**Exercise aim:** Needed from the data below: all lines that contain the word "correct".

Dataset entries:
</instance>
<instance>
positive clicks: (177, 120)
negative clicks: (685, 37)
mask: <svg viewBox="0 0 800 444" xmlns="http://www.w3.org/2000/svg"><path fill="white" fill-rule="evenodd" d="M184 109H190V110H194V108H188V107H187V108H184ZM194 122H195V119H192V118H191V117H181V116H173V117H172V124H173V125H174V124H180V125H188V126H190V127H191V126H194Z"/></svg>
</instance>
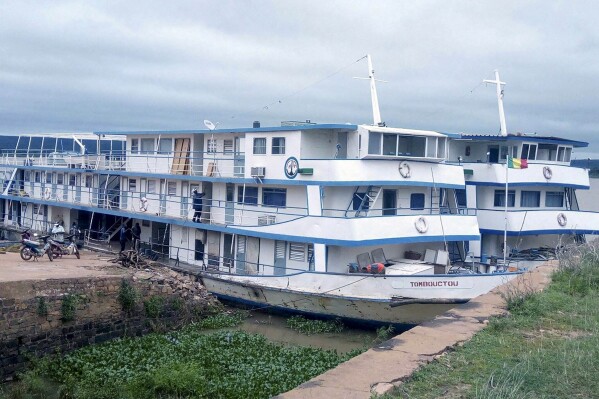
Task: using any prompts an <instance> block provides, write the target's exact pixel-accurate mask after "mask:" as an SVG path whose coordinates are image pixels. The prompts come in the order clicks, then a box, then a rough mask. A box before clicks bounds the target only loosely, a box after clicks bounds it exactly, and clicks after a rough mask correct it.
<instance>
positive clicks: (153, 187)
mask: <svg viewBox="0 0 599 399" xmlns="http://www.w3.org/2000/svg"><path fill="white" fill-rule="evenodd" d="M148 193H151V194H155V193H156V180H148Z"/></svg>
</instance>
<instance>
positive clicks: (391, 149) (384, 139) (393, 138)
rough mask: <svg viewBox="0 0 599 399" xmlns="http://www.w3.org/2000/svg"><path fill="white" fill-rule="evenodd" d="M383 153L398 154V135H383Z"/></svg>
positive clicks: (385, 134) (393, 154) (395, 154)
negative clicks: (397, 135) (397, 143)
mask: <svg viewBox="0 0 599 399" xmlns="http://www.w3.org/2000/svg"><path fill="white" fill-rule="evenodd" d="M383 155H397V135H396V134H385V135H383Z"/></svg>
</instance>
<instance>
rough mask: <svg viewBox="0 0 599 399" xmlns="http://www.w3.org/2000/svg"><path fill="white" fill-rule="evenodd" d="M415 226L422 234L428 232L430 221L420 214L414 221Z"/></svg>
mask: <svg viewBox="0 0 599 399" xmlns="http://www.w3.org/2000/svg"><path fill="white" fill-rule="evenodd" d="M414 227H416V230H417V231H418V232H419V233H421V234H423V233H426V231H427V230H428V222H427V221H426V219H425V218H424V217H422V216H420V217H419V218H418V219H416V221H415V222H414Z"/></svg>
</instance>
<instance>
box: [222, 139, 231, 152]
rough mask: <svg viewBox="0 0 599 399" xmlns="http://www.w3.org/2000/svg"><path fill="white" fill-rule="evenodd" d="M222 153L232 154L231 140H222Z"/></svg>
mask: <svg viewBox="0 0 599 399" xmlns="http://www.w3.org/2000/svg"><path fill="white" fill-rule="evenodd" d="M223 153H224V154H232V153H233V140H223Z"/></svg>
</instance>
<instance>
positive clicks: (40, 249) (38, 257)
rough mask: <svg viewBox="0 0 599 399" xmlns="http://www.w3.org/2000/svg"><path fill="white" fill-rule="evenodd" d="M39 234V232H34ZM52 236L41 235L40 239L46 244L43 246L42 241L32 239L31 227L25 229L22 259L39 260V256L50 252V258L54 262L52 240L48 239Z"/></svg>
mask: <svg viewBox="0 0 599 399" xmlns="http://www.w3.org/2000/svg"><path fill="white" fill-rule="evenodd" d="M34 236H37V234H34ZM49 237H50V236H49V235H47V236H41V237H40V240H42V241H43V243H44V246H43V247H42V243H41V242H38V241H33V240H31V239H30V238H31V233H29V229H27V230H25V231H24V232H23V233H21V244H23V245H22V246H21V251H20V252H21V259H23V260H31V258H33V260H37V258H39V257H41V256H44V255H45V254H48V259H50V262H52V261H53V260H54V259H53V258H52V251H51V250H50V242H49V240H48V238H49Z"/></svg>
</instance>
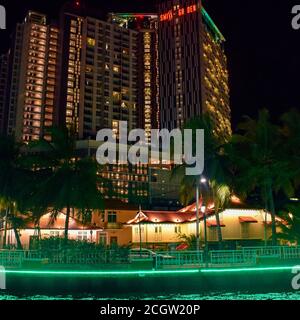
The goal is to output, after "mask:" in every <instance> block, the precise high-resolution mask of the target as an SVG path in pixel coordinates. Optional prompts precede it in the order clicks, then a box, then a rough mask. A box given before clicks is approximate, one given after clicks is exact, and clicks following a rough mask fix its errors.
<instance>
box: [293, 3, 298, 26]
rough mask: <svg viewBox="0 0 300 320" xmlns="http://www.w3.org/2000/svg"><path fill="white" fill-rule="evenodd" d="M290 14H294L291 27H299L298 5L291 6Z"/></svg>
mask: <svg viewBox="0 0 300 320" xmlns="http://www.w3.org/2000/svg"><path fill="white" fill-rule="evenodd" d="M292 14H293V15H294V17H293V19H292V28H293V29H294V30H299V29H300V5H296V6H294V7H293V8H292Z"/></svg>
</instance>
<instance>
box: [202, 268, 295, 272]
mask: <svg viewBox="0 0 300 320" xmlns="http://www.w3.org/2000/svg"><path fill="white" fill-rule="evenodd" d="M293 268H294V267H263V268H236V269H204V270H201V271H200V272H201V273H224V272H227V273H228V272H229V273H230V272H252V271H253V272H255V271H258V272H262V271H283V270H292V269H293Z"/></svg>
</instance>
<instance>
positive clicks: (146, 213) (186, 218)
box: [128, 211, 196, 224]
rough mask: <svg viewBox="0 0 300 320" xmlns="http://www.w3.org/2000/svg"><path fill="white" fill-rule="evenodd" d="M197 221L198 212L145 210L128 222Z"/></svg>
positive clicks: (161, 222) (176, 222)
mask: <svg viewBox="0 0 300 320" xmlns="http://www.w3.org/2000/svg"><path fill="white" fill-rule="evenodd" d="M192 221H196V214H195V213H193V212H175V211H143V212H142V213H140V214H137V215H136V217H135V218H134V219H132V220H130V221H128V224H137V223H139V222H144V223H145V222H149V223H185V222H192Z"/></svg>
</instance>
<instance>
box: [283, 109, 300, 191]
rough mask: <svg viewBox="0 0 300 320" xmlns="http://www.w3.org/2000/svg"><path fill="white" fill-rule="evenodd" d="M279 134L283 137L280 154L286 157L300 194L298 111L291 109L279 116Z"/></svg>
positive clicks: (289, 169)
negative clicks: (280, 134)
mask: <svg viewBox="0 0 300 320" xmlns="http://www.w3.org/2000/svg"><path fill="white" fill-rule="evenodd" d="M281 122H282V126H281V134H282V135H283V137H284V139H285V143H284V144H283V145H282V154H283V156H284V157H285V158H286V160H287V161H288V163H289V166H290V169H289V170H290V172H293V175H294V177H293V182H294V187H295V189H296V191H298V194H295V196H296V197H299V196H300V193H299V191H300V190H299V189H300V149H299V148H298V147H296V146H299V145H300V112H299V111H298V110H296V109H292V110H290V111H289V112H286V113H284V114H283V115H282V116H281Z"/></svg>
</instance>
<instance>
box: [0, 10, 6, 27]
mask: <svg viewBox="0 0 300 320" xmlns="http://www.w3.org/2000/svg"><path fill="white" fill-rule="evenodd" d="M4 29H6V10H5V7H3V6H1V5H0V30H4Z"/></svg>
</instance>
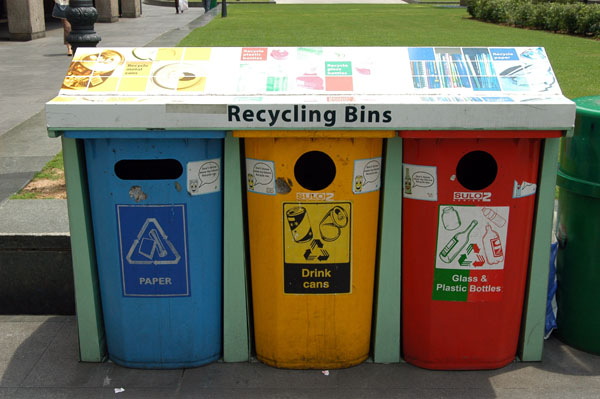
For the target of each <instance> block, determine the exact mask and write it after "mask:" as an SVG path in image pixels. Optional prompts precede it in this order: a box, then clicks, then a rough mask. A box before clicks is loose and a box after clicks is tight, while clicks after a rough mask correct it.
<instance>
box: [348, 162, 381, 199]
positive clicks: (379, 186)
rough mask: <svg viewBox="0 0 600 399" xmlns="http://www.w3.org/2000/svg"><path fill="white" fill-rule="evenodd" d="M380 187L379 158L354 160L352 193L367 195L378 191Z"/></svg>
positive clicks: (380, 180)
mask: <svg viewBox="0 0 600 399" xmlns="http://www.w3.org/2000/svg"><path fill="white" fill-rule="evenodd" d="M380 186H381V157H377V158H369V159H357V160H355V161H354V178H353V179H352V192H353V193H354V194H363V193H369V192H371V191H377V190H379V187H380Z"/></svg>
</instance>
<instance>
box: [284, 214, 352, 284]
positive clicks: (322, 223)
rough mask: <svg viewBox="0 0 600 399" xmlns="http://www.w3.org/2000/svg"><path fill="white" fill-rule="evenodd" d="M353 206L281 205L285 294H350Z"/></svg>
mask: <svg viewBox="0 0 600 399" xmlns="http://www.w3.org/2000/svg"><path fill="white" fill-rule="evenodd" d="M351 237H352V203H350V202H284V203H283V244H284V251H283V253H284V292H285V293H286V294H334V293H349V292H350V291H351V289H350V287H351V280H352V278H351V275H352V273H351V262H350V260H351V252H350V248H351V247H350V245H351V241H352V240H351Z"/></svg>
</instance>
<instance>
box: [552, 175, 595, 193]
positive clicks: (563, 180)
mask: <svg viewBox="0 0 600 399" xmlns="http://www.w3.org/2000/svg"><path fill="white" fill-rule="evenodd" d="M556 185H557V186H558V187H560V188H561V189H563V188H564V189H566V190H569V191H572V192H574V193H576V194H580V195H585V196H588V197H594V198H600V183H594V182H591V181H589V180H584V179H578V178H576V177H573V176H570V175H568V174H566V173H564V172H563V171H561V170H560V169H559V170H558V176H557V179H556Z"/></svg>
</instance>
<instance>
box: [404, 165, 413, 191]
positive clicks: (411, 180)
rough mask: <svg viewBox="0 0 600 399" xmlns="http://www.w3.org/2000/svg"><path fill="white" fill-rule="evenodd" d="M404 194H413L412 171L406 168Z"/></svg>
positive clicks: (404, 176)
mask: <svg viewBox="0 0 600 399" xmlns="http://www.w3.org/2000/svg"><path fill="white" fill-rule="evenodd" d="M404 194H412V180H411V179H410V171H409V170H408V168H406V172H405V174H404Z"/></svg>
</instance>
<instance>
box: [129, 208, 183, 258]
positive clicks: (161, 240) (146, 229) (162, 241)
mask: <svg viewBox="0 0 600 399" xmlns="http://www.w3.org/2000/svg"><path fill="white" fill-rule="evenodd" d="M125 259H127V262H129V263H130V264H132V265H152V264H154V265H176V264H177V263H179V260H180V259H181V256H180V255H179V252H177V250H176V249H175V246H174V245H173V243H172V242H171V241H169V239H168V238H167V235H166V234H165V232H164V230H163V228H162V227H161V226H160V224H159V223H158V220H156V218H147V219H146V221H145V222H144V225H143V226H142V228H141V229H140V232H139V233H138V235H137V238H136V239H135V240H134V241H133V244H132V245H131V248H129V251H128V252H127V256H126V257H125Z"/></svg>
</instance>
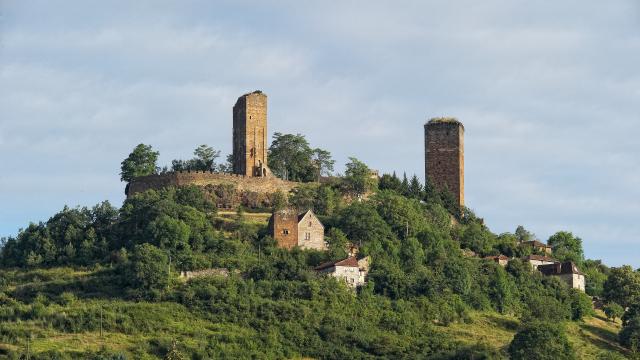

**Response to this exercise:**
Task: using any prompts an <instance> block provides, write the target's exact pixel-accurate mask after "mask:" as an SVG path whose coordinates are image pixels. The prompts come in the order clicks, then a box, then a rough mask. A box before clicks bounds the target only loosely, a box after clicks bounds it exactly, and clicks after a rough mask correct it.
For the target of each <instance> block, determine the exact mask and write it after "mask:" as an SVG path in image pixels. Optional prompts precede it in this order: a box, then clicks, then a rough mask. A box before clicks is loose and a box after clicks is tight, while clicks after a rough mask correct it.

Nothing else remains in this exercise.